DATA PROVIDED

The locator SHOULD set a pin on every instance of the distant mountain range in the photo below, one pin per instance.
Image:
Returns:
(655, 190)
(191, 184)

ACTION ITEM
Top to bottom, set down the whole listing exactly.

YOUR SOLUTION
The locator SHOULD set a pin on every instance of the distant mountain range in the photo below, one pin per instance.
Image:
Returns:
(655, 190)
(191, 184)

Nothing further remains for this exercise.